PROMPT — Repeat the material in full. Keep every line exactly as it is.
DATA EXCERPTS start
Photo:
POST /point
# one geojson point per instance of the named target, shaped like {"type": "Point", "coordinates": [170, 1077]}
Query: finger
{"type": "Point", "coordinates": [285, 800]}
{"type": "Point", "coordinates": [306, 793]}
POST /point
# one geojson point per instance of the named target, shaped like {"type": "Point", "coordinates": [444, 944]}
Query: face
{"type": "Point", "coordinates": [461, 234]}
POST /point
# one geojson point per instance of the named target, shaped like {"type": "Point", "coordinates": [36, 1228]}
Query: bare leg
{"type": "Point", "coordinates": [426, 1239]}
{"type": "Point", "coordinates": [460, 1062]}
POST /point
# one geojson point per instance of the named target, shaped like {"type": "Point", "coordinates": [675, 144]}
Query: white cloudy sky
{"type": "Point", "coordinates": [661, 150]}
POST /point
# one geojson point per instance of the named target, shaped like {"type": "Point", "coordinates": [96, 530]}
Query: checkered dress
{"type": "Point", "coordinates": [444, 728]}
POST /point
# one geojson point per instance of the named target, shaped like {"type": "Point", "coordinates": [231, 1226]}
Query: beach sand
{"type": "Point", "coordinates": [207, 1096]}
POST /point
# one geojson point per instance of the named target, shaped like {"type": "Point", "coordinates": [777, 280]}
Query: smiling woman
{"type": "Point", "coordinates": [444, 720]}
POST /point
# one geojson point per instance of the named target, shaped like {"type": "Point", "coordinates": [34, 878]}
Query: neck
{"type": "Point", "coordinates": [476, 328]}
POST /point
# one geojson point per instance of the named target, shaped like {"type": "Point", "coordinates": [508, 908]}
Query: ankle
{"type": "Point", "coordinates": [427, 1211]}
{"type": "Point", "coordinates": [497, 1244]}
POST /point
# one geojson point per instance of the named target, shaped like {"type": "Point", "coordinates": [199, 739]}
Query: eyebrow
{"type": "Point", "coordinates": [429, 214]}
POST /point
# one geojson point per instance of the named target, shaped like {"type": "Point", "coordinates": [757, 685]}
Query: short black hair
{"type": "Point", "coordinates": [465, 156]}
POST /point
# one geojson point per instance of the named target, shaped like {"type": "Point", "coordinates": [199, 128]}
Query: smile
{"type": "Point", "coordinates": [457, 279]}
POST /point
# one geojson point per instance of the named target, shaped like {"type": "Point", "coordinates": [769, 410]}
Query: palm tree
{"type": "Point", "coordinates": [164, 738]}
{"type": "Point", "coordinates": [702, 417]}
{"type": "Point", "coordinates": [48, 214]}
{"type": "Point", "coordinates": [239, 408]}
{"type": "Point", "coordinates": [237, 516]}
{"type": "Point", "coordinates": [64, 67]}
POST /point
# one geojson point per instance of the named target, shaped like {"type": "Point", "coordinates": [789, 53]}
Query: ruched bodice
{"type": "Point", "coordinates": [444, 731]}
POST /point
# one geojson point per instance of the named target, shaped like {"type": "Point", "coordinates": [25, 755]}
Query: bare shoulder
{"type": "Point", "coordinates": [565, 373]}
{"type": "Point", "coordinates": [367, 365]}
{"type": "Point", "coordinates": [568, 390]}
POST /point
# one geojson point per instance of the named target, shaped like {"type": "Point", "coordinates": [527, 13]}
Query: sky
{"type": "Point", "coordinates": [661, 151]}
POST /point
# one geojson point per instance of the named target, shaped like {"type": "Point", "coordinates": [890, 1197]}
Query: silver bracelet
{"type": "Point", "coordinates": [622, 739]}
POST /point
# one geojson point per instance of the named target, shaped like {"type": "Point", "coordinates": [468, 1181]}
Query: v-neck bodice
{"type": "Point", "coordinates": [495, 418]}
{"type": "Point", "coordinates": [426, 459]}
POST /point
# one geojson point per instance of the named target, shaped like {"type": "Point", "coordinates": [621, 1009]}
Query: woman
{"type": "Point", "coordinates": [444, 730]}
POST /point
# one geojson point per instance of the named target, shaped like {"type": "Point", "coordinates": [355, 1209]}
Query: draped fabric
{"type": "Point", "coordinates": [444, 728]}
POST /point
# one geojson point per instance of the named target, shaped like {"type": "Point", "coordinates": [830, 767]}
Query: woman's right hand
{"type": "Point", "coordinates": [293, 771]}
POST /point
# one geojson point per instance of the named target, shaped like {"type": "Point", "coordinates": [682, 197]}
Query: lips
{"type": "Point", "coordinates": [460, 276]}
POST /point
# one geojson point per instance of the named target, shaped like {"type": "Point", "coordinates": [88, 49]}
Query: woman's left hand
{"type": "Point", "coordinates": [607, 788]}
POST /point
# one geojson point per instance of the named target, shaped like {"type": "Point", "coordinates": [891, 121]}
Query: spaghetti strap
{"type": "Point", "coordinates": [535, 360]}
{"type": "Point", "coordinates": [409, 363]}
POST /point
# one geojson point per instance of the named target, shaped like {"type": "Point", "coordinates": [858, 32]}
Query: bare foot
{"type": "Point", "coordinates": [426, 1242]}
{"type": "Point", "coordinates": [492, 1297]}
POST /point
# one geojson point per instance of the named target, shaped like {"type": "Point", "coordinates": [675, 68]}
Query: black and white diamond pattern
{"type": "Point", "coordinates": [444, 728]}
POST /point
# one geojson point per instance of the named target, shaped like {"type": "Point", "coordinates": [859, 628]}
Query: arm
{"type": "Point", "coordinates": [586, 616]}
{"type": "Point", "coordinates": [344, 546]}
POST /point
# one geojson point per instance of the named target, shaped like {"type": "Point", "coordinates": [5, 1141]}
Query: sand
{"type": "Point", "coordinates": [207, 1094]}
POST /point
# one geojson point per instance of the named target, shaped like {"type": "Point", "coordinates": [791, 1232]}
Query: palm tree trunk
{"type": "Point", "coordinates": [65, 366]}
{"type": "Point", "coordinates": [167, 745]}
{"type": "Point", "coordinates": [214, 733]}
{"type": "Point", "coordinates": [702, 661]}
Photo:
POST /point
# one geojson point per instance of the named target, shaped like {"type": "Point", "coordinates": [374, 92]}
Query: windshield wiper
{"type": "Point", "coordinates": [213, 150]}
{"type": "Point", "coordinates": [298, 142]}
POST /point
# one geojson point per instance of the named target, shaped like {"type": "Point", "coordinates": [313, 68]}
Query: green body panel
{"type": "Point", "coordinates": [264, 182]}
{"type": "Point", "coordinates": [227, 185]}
DATA EXCERPTS end
TASK RESULT —
Photo:
POST /point
# one geojson point per instance of the named target, shaped like {"type": "Point", "coordinates": [170, 1077]}
Query: finger
{"type": "Point", "coordinates": [285, 800]}
{"type": "Point", "coordinates": [306, 793]}
POST /point
# one geojson point per instance of the named target, shaped like {"type": "Point", "coordinates": [444, 944]}
Query: face
{"type": "Point", "coordinates": [461, 234]}
POST /point
# one geojson point per instance of the named target, shaped like {"type": "Point", "coordinates": [36, 1228]}
Query: bare leg
{"type": "Point", "coordinates": [426, 1239]}
{"type": "Point", "coordinates": [460, 1062]}
POST /point
# one geojson point per instance of the named target, shaped like {"type": "Point", "coordinates": [675, 144]}
Query: white cloudy sky
{"type": "Point", "coordinates": [661, 150]}
POST /point
# one geojson point per instance of the named target, shaped like {"type": "Point", "coordinates": [96, 530]}
Query: checkered dress
{"type": "Point", "coordinates": [444, 728]}
POST /point
# one geojson point per instance of the named target, shaped like {"type": "Point", "coordinates": [231, 1226]}
Query: beach sand
{"type": "Point", "coordinates": [207, 1096]}
POST /point
# one geojson point per instance of the named target, shaped like {"type": "Point", "coordinates": [777, 280]}
Query: smiling woman
{"type": "Point", "coordinates": [444, 720]}
POST /point
# one geojson point per instance of the named target, shaped like {"type": "Point", "coordinates": [34, 878]}
Query: neck
{"type": "Point", "coordinates": [476, 328]}
POST /point
# one geojson point per instance of the named target, shaped like {"type": "Point", "coordinates": [508, 908]}
Query: ankle
{"type": "Point", "coordinates": [427, 1211]}
{"type": "Point", "coordinates": [497, 1244]}
POST /point
# one geojson point per instance of the named target, shaped like {"type": "Point", "coordinates": [199, 739]}
Query: eyebrow
{"type": "Point", "coordinates": [429, 214]}
POST /point
# one geojson point per instance of the named target, shaped like {"type": "Point", "coordinates": [757, 685]}
Query: short black hair
{"type": "Point", "coordinates": [465, 156]}
POST /point
# one geojson point per instance of the named target, shaped like {"type": "Point", "coordinates": [199, 128]}
Query: smile
{"type": "Point", "coordinates": [457, 279]}
POST /point
# one geojson point per instance of the named target, shaped like {"type": "Point", "coordinates": [769, 410]}
Query: palm tree
{"type": "Point", "coordinates": [164, 738]}
{"type": "Point", "coordinates": [702, 417]}
{"type": "Point", "coordinates": [48, 214]}
{"type": "Point", "coordinates": [239, 408]}
{"type": "Point", "coordinates": [237, 516]}
{"type": "Point", "coordinates": [64, 67]}
POST /point
# one geojson point per instance of the named target, shaped like {"type": "Point", "coordinates": [789, 53]}
Query: ruched bodice
{"type": "Point", "coordinates": [444, 731]}
POST /point
# one geojson point per instance of the named target, shaped like {"type": "Point", "coordinates": [25, 755]}
Query: bare shoulder
{"type": "Point", "coordinates": [565, 373]}
{"type": "Point", "coordinates": [367, 365]}
{"type": "Point", "coordinates": [568, 390]}
POST /point
# one geojson point per instance of the named target, shaped like {"type": "Point", "coordinates": [527, 13]}
Query: sky
{"type": "Point", "coordinates": [661, 151]}
POST /point
# one geojson point per instance of the named target, shaped like {"type": "Point", "coordinates": [890, 1197]}
Query: silver bracelet
{"type": "Point", "coordinates": [622, 739]}
POST /point
# one geojson point per instance of the named target, shaped like {"type": "Point", "coordinates": [468, 1181]}
Query: v-neck bodice
{"type": "Point", "coordinates": [495, 418]}
{"type": "Point", "coordinates": [426, 459]}
POST /point
# one geojson point per instance of the named target, shaped like {"type": "Point", "coordinates": [621, 1009]}
Query: woman
{"type": "Point", "coordinates": [444, 730]}
POST /point
# one geojson point per instance of the named target, shaped like {"type": "Point", "coordinates": [355, 1209]}
Query: draped fabric
{"type": "Point", "coordinates": [444, 728]}
POST /point
# one geojson point per instance of the named target, shaped like {"type": "Point", "coordinates": [830, 767]}
Query: woman's right hand
{"type": "Point", "coordinates": [293, 771]}
POST /point
# one geojson point per instance of the named target, shaped like {"type": "Point", "coordinates": [682, 197]}
Query: lips
{"type": "Point", "coordinates": [460, 276]}
POST /point
# one geojson point per instance of the named target, shaped like {"type": "Point", "coordinates": [88, 49]}
Query: woman's left hand
{"type": "Point", "coordinates": [607, 788]}
POST /point
# one geojson point per instance of the named target, shaped like {"type": "Point", "coordinates": [891, 121]}
Query: spaghetti strap
{"type": "Point", "coordinates": [535, 360]}
{"type": "Point", "coordinates": [409, 363]}
POST /point
# one geojson point per instance of the named target, shaped like {"type": "Point", "coordinates": [858, 32]}
Query: bare foot
{"type": "Point", "coordinates": [426, 1242]}
{"type": "Point", "coordinates": [492, 1297]}
POST /point
# one geojson point per instance of the named target, shaped like {"type": "Point", "coordinates": [675, 68]}
Query: black and white diamond pattern
{"type": "Point", "coordinates": [444, 728]}
POST /point
# one geojson point per instance of the named target, shaped like {"type": "Point", "coordinates": [859, 628]}
Query: arm
{"type": "Point", "coordinates": [586, 616]}
{"type": "Point", "coordinates": [344, 546]}
POST /point
# one geojson point per instance of the named target, shaped like {"type": "Point", "coordinates": [5, 1141]}
Query: sand
{"type": "Point", "coordinates": [207, 1094]}
POST /point
# one geojson point per instance of the named target, shaped like {"type": "Point", "coordinates": [791, 1232]}
Query: palm tree trunk
{"type": "Point", "coordinates": [65, 366]}
{"type": "Point", "coordinates": [167, 745]}
{"type": "Point", "coordinates": [214, 733]}
{"type": "Point", "coordinates": [702, 661]}
Photo:
POST /point
# one geojson point per instance of the named target, shaped like {"type": "Point", "coordinates": [374, 92]}
Query: windshield wiper
{"type": "Point", "coordinates": [213, 150]}
{"type": "Point", "coordinates": [298, 142]}
POST /point
# one geojson point per instance of the named target, shaped like {"type": "Point", "coordinates": [313, 68]}
Query: green body panel
{"type": "Point", "coordinates": [264, 182]}
{"type": "Point", "coordinates": [227, 185]}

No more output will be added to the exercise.